**RECORD EXCERPTS:**
-.-.-

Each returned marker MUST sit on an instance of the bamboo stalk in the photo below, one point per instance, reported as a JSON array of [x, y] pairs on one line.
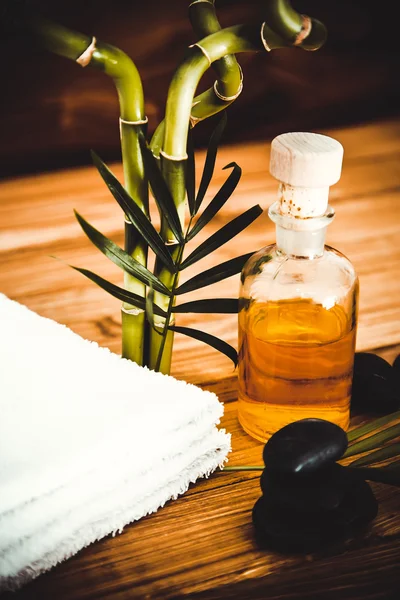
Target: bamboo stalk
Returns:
[[179, 108], [115, 63]]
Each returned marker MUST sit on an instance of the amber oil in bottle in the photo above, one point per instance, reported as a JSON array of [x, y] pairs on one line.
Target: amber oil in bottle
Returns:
[[297, 309]]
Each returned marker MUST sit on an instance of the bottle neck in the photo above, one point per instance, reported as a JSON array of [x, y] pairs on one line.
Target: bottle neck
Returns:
[[300, 244], [300, 237]]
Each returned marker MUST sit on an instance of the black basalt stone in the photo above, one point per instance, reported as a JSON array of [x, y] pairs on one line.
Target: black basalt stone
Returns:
[[304, 447], [376, 385], [285, 531], [322, 491]]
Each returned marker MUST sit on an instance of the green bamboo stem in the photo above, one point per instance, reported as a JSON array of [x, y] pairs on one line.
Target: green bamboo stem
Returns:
[[115, 63], [179, 108]]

-.-.-

**PROBLEM REQUIREMENTS:** Can you rewrite every one of the records above with "Target" swapped for "Object", leaving everything else the same and omitting the pictures?

**TASK OUTPUT:**
Each returned marker MUST sit on an instance of the bamboo stalk in the photo below, one point per instance, reported as a JSON array of [x, y] pairs on one line.
Object: bamboo stalk
Returns:
[[179, 108], [115, 63]]
Each returned marker MUST sit on an instance of the amber oil in bottle in the photo above, one point per instance, reported as a JSON array of [x, y] pairs on one line.
Object: amber oil in bottle
Returns:
[[297, 309]]
Each returned marker MUST sit on an instance of the bottle neck in the photo above, one point per instance, reported as a JSON array of [x, y] pairs on one line.
Object: bottle neck
Returns:
[[300, 244], [300, 237]]
Each returned marker MUST sit on an instance of the black basalt stone in the photo above, one point per instance, reported as a JSON array of [x, y] pairs on one line.
Object: black basalt stone
Returns:
[[304, 447], [376, 385], [285, 531], [322, 491]]
Each returned marker MUST sit on an instance of the green bamboo stem in the photo above, one point per instance, reported as a JSON array of [x, y] pairs on one line.
Object: green bamboo stem
Returns:
[[115, 63], [179, 108]]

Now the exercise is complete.